● **DATASET ENTRIES**
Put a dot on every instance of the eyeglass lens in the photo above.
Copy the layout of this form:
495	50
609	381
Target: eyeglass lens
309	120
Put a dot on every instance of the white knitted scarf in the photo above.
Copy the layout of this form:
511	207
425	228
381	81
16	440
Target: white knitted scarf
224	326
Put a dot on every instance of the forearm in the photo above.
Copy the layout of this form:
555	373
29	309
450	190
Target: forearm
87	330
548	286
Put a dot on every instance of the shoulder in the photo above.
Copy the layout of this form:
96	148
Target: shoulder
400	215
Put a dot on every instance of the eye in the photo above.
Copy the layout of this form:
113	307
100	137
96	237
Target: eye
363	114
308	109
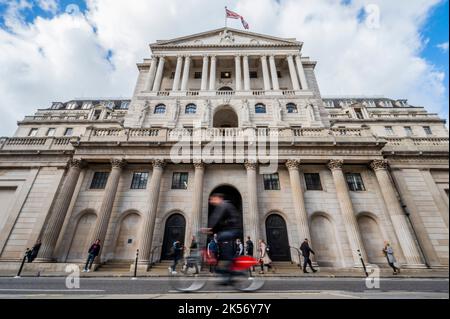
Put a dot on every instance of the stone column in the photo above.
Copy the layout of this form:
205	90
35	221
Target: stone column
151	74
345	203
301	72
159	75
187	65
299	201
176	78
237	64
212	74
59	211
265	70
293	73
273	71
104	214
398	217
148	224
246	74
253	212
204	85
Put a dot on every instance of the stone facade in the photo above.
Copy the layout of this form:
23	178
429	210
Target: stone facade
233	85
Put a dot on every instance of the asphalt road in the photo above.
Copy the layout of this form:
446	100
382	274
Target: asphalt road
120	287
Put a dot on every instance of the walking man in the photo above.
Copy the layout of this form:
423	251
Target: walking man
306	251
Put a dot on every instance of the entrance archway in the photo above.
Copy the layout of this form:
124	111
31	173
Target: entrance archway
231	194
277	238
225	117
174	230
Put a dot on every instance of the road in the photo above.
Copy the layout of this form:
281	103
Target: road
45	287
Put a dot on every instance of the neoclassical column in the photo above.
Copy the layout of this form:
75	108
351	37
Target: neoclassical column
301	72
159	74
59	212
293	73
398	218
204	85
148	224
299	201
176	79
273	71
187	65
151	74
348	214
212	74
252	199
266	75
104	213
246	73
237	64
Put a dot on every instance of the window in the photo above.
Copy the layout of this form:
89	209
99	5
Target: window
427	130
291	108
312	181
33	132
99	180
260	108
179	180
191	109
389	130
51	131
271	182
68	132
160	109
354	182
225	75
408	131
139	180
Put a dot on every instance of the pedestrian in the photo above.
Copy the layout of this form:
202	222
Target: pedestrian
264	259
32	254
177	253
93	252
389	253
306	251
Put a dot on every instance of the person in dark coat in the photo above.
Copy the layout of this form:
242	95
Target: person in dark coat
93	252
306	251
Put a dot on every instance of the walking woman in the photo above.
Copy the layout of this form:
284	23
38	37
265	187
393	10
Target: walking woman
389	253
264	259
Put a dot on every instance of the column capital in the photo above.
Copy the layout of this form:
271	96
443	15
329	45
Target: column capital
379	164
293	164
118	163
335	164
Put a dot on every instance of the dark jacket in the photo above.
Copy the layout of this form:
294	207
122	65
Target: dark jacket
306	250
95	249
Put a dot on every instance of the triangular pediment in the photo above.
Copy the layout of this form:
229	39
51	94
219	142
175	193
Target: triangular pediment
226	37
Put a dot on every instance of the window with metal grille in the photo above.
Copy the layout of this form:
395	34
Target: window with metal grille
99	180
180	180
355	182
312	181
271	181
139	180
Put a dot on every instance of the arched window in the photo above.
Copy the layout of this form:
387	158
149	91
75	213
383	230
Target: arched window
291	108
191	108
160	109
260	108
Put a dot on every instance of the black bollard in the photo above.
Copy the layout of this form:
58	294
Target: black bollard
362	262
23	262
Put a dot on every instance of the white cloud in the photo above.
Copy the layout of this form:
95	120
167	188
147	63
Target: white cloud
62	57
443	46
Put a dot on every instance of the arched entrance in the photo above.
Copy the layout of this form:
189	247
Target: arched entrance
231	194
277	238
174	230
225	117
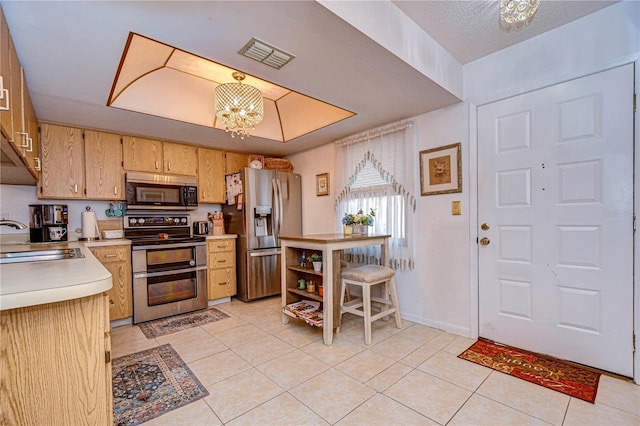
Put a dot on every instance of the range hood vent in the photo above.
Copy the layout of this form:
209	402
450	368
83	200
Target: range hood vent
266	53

● **YOUR ASSIGNMENT**
If an entry holds a picture, leave that picture out, and transcribe the rest of the listing above exactly.

● **TASK RESPONSE**
Put a dot on every instance of the eyeglass lens in the photo above.
Copy the layout of this form:
495	50
609	381
Target: eyeglass lens
309	120
Put a dot on every instance of the white knitted scarf in the photo above.
Copy the layout of this form:
511	207
425	228
381	81
16	440
Target: white knitted scarf
224	326
Put a dot on every instance of the forearm in the photo above.
Copy the layout of this form:
555	373
29	309
450	190
Target: forearm
87	330
548	286
Put a dot on every instance of the shoulder in the photo above.
Copy the layout of this form:
96	148
Target: shoulder
400	215
Put a dot on every instance of the eye in the photo above.
Copy the layout of this form:
113	307
100	137
96	237
Target: eye
363	114
308	109
Put a dot on every instance of the stone column in the photo above.
Copy the layout of this form:
205	90
35	221
Target: stone column
151	74
345	203
301	72
159	75
187	65
299	201
176	78
237	64
212	74
59	211
265	70
293	73
273	71
104	214
398	217
148	224
246	74
253	212
204	85
Put a dot on every instance of the stone facade in the photo above.
Copy the layout of this form:
23	178
429	210
Target: stone facade
233	85
Put a dot on every instance of the asphalt road in the photo above.
Copy the layout of this form:
446	100
382	274
Target: asphalt road
120	287
Put a dot on every instance of the walking man in the photo above.
Copy the layout of this form:
423	251
Target: walking man
306	251
Put a dot on every instance of the entrance archway in the photo above.
Copy the layout of this form:
124	111
31	173
Target: entrance archway
231	194
277	238
225	117
174	230
Put a dot on every instance of the road in the photo above.
Copy the layout of this form:
281	103
Target: road
45	287
Put a dot on every instance of the neoclassical column in the photo above.
Copy the layout of this form:
75	108
351	37
Target: neoclassical column
301	72
159	74
59	212
293	73
398	218
204	85
148	224
299	201
176	79
273	71
187	65
151	74
348	214
212	74
252	199
266	75
104	213
246	73
237	64
Put a dot on every instance of the window in the photo above.
Copy the layout of this form:
89	209
99	5
Target: window
427	130
291	108
312	181
33	132
99	180
260	108
179	180
191	109
389	130
51	131
271	182
68	132
160	109
354	182
225	75
408	131
139	180
Put a dot on every instance of the pedestrian in the photo above.
Copy the layout of this form:
202	222
Target: pedestrian
264	259
32	254
177	253
93	252
389	253
306	251
Put a dot on every instance of the person in dark coat in the photo above.
Copy the layout of this form:
242	95
Target: person in dark coat
93	252
306	251
Put a dot on every instance of the walking woman in the photo above.
Copy the layout of this form:
284	23
38	37
265	187
393	10
Target: walking woman
389	253
264	259
Put a dot on every instance of the column capital in the photo above.
Copy the layout of this form:
271	96
443	15
329	45
Target: column capital
379	164
293	164
118	163
335	164
Put a dot on every instance of the dark jacket in the photo above.
Copy the layout of this form:
294	207
122	65
Target: dark jacket
306	250
95	249
Put a dot on every instance of the triangular pediment in the photo above.
Copy the layout of this form:
229	39
51	94
219	142
175	193
Target: triangular pediment
226	37
Put a dot on every instance of the window with metal grille in the photo above.
Copy the layout of this form:
395	34
Target: window with metal grille
99	180
180	180
355	182
312	181
271	181
139	180
Put a dot on every instance of the arched window in the photo above.
Copy the layout of this form:
387	158
149	91
75	213
383	230
Target: arched window
291	108
191	108
160	109
260	108
Put a dot on every instance of the black bollard in the photo above.
Copy the layout of this form:
58	294
Target: black bollard
362	262
23	262
Put a dot on every instance of the white cloud in the photo above.
Copy the layout of this form:
95	120
167	188
147	63
Target: white cloud
62	57
443	46
Put a dot on every instance of the arched entrance in the photo above.
Copy the layout of this form:
189	247
Target: arched entrance
231	194
277	238
174	230
225	117
Put a dot on every instance of the range hood vent in the photo above.
Copy the layout of this form:
209	402
450	368
83	200
Target: range hood vent
266	53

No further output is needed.